- [TASKS TO COMPLETE]
(1) Quote the course review lecture word for word, starting with "Effective data visualization#" and going on through "summarizes the data?".
(2) Write the next part of the course review lecture, picking up after its final line.

- [SUPPLIED TEXT]
Lecture 28: Outro

Lecture 28: Outro#

STATS 60 / STATS 160 / PSYCH 10

Announcements

Additional practice final.
Review sessions
- Skyler: Thursday 1:00 – 2:30 pm in CoDA E401
- Michael: Friday 11:00 am – 12:00 pm in CoDA B40

Today’s lecture#

Overview of the quarter
Three themes for the class
What’s next if you’re stats-curious?

Remembering our journey#

Unit 1: Thinking about scale#

Numbers in statistics#

In statistics and data science, numbers are used to

Describe observations
Quantify how confident we are

But, Numbers are only meaningful in context.

Is $10 billion a lot of money?

Three questions#

What type of number is this?
What can I compare this number to? Is it large or small compared to other similar values?
What would I have expected this number to be?

Ballpark estimates#

Set up a simple model to compute the quantity approximately by break up the estimate into small parts
- How many visitors go on tours at Stanford per year?
  
  \[\frac{\text{# visitors}}{\text{year}} = \frac{\text{# days}}{\text{year}} \times \frac{\text{# tours}}{\text{day}} \times \frac{\text{# visitors}}{\text{day}}\]
Approximate parts up to a factor of 10

Cost benefit analysis#

Ballpark estimates can be used to make important decisions.

Unit 2: Exploratory data analysis#

Putting data in context#

It is hard to find insight from looking at raw data.

Data visualization and data summaries let us choose what to communicate and focus on.

Data visualization#

Common graphic representations:

Bar chart and pie chart (categorical variables)
Time series (seeing how a variable changes over time)
Histogram (one quantitative variable)
Scatter plot (two quantitative variables).

Effective data visualization#

Our World in Data: Top of the Charts 2025.

Deceptive data visualization#

Watch out for misleading data visualizations.

Summaries of center and variability#

Summaries of center: what is the one number that best summarizes the data?

Mean, median, mode.

Variability: how similar are the different datapoints in the dataset?

Would you rather be given $\$150$ or flip a coin for $\$300$?
Variance, standard deviation, quantiles and gaps between quantiles.

Correlation and correlation coefficient#

What is the direction and strength of the association between two quantitative variables?

- [EXTRACTED MATERIAL]
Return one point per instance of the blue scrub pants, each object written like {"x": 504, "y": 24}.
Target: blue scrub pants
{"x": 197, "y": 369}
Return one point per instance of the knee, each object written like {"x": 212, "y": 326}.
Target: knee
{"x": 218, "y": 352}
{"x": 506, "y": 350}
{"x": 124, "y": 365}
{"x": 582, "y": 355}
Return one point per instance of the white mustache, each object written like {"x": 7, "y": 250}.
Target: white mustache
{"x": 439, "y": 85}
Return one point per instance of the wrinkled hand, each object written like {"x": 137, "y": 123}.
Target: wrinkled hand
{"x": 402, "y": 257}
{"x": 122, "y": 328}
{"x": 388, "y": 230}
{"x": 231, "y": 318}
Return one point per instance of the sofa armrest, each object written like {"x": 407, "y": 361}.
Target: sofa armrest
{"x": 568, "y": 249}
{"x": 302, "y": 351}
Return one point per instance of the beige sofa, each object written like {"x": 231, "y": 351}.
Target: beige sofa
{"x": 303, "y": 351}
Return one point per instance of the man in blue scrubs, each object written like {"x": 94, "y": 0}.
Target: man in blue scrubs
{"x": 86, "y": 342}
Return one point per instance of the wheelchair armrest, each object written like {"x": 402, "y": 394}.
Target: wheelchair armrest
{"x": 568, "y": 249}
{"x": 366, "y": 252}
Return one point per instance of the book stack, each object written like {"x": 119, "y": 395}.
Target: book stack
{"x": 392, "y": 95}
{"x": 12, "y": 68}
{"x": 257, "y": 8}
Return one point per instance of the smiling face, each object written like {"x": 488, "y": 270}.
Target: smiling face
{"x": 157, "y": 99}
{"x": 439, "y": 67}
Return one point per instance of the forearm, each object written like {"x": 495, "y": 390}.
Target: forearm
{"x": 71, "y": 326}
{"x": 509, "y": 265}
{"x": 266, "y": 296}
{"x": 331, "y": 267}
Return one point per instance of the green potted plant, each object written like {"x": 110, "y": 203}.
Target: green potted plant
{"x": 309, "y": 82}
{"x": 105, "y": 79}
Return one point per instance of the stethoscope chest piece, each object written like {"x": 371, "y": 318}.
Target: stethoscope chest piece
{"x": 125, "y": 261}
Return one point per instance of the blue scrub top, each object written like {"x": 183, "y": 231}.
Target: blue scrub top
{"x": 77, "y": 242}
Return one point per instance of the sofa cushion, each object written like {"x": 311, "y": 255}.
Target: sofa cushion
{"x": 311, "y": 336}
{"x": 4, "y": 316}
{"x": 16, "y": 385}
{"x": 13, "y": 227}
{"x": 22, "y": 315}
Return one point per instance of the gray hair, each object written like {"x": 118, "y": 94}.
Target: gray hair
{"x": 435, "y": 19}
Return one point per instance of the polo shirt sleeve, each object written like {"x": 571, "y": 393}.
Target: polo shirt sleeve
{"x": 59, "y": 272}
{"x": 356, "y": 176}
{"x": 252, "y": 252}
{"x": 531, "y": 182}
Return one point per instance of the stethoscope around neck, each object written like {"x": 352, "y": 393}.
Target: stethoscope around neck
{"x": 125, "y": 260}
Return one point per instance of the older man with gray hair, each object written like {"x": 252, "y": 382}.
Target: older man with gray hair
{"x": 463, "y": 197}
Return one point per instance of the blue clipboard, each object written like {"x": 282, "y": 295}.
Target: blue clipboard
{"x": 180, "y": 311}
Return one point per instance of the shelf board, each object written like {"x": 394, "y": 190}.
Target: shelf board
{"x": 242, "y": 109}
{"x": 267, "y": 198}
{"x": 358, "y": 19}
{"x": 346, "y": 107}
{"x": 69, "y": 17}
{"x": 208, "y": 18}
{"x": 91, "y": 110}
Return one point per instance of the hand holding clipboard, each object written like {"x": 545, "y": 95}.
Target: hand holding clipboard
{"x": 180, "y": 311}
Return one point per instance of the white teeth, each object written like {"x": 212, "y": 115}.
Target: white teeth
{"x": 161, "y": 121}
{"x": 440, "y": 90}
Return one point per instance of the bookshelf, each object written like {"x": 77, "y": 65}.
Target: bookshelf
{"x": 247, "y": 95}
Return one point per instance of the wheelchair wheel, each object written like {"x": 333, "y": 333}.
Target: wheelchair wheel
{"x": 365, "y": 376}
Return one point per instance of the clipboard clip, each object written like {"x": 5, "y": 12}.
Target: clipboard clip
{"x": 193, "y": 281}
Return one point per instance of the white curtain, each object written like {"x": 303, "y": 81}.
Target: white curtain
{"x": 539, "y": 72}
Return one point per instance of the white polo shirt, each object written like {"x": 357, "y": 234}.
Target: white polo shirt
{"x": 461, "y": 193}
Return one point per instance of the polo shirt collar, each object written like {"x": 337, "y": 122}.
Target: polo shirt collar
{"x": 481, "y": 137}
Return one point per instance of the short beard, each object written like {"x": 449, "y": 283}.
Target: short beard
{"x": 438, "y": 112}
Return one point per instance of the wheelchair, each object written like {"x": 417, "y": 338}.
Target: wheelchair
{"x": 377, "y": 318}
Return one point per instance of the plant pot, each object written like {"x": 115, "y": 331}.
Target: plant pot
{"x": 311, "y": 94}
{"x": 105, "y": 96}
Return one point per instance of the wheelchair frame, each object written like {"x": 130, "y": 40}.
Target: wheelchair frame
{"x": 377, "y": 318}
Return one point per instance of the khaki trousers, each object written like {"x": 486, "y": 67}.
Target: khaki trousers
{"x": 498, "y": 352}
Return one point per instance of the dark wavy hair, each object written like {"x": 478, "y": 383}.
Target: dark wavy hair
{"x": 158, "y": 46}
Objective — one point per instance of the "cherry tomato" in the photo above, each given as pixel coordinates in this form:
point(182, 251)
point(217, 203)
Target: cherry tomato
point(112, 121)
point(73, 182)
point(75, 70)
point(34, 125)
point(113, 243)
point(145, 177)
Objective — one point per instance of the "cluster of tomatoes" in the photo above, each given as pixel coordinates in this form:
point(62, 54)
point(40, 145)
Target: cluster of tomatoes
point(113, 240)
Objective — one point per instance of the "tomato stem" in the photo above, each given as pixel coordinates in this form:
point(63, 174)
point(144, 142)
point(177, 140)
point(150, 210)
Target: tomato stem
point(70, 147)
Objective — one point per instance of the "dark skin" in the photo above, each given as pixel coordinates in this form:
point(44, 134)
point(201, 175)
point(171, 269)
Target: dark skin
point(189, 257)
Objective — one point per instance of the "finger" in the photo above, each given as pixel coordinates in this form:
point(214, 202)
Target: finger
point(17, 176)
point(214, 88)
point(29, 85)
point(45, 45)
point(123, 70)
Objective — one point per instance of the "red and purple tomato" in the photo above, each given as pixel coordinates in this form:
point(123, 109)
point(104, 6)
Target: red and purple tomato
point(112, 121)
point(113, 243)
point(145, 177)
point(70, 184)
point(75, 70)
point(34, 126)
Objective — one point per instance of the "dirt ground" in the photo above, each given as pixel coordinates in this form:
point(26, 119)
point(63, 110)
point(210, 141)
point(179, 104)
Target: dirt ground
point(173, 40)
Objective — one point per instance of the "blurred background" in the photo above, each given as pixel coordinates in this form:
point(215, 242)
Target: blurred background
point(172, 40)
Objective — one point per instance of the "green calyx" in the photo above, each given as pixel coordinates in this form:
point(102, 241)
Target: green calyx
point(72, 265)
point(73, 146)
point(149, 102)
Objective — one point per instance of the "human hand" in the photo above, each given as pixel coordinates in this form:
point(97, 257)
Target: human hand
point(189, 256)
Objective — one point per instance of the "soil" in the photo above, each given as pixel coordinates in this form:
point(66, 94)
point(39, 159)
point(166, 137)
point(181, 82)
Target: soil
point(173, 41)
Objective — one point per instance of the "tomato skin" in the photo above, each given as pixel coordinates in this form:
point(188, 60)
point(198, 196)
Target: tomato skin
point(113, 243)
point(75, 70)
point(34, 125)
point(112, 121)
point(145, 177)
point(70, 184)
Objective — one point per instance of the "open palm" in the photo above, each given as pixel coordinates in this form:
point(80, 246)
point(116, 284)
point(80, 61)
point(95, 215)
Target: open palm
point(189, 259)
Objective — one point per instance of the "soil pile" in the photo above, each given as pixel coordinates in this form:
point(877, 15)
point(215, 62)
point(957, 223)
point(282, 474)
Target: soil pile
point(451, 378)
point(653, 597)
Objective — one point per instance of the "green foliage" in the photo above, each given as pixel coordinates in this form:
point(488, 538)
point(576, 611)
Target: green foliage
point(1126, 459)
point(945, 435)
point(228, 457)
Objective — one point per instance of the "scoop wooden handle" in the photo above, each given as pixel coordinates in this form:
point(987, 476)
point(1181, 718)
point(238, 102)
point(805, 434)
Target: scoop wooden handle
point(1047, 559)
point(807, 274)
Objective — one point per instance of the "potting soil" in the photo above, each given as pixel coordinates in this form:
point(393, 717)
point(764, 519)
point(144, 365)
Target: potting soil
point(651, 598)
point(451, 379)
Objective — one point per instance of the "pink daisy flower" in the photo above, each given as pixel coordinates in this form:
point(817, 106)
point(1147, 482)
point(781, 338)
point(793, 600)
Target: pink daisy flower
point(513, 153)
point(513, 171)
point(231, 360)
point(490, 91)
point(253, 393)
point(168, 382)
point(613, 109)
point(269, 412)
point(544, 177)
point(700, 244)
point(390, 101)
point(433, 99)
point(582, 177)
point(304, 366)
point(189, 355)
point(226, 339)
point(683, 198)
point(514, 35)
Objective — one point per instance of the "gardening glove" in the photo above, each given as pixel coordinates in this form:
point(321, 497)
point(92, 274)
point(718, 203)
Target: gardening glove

- [PER-TASK ANSWERS]
(1)
Effective data visualization#

Our World in Data: Top of the Charts 2025.

Deceptive data visualization#

Watch out for misleading data visualizations.

Summaries of center and variability#

Summaries of center: what is the one number that best summarizes the data?

(2)
Misleading means#

The usefulness of a summary statistic depends on the data!

Outliers/skew

Multi-modal data

Subgroups

Unit 3: Probability#

Probability#

The mathematics of uncertainty.
One of the foundations of statistics.
Probability helped us:
- Assess how likely/unlikely coincidences are.
- Update our beliefs based on new information (conditional probability).
- Generalize findings from data to a broader group of people (hypothesis testing and confidence intervals).

Sample space and outcomes#

The set of possible outcomes is called the sample space.
An event is a collection of some of the possible outcomes.
If all outcomes are equally likely, then the probability of an event is equal to the number of outcomes in the event divided by the total number of possible outcomes.

Computing probabilities#

The multiplication rule

Complement rule

Coincidences#

Even if an event is rare, it is likely to happen when there are many opportunities for the rare event to take place.
Examples:
- The birthday paradox
- Winning streaks
- Unit 4: multiple testing!

Conditional probability#

Updating probabilities based on partial information
Bayes’ rule
Common mistakes in conditional probability:
- Base rate fallacy: the conditional probability is not informative by itself (librarians vs. farmers)
- $\Pr[A \mid B] \neq \Pr[B \mid A]$ (distracted driving, gateway drugs)
- Failing to condition on important information (OJ Simpson)
- Generalizing from a biased sample or failing to realize you have conditioned (hot guys are jerks, selection bias)

Unit 4: Estimates, hypothesis testing and experiments#

Statistical significance#

Statistically significant means that the results are unlikely to have occurred by random chance alone.
A p-value is the probability of finding a result at least as extreme/surprising, if outcomes happened by random chance alone.
The null hypothesis corresponds to “just chance” or “no effect.”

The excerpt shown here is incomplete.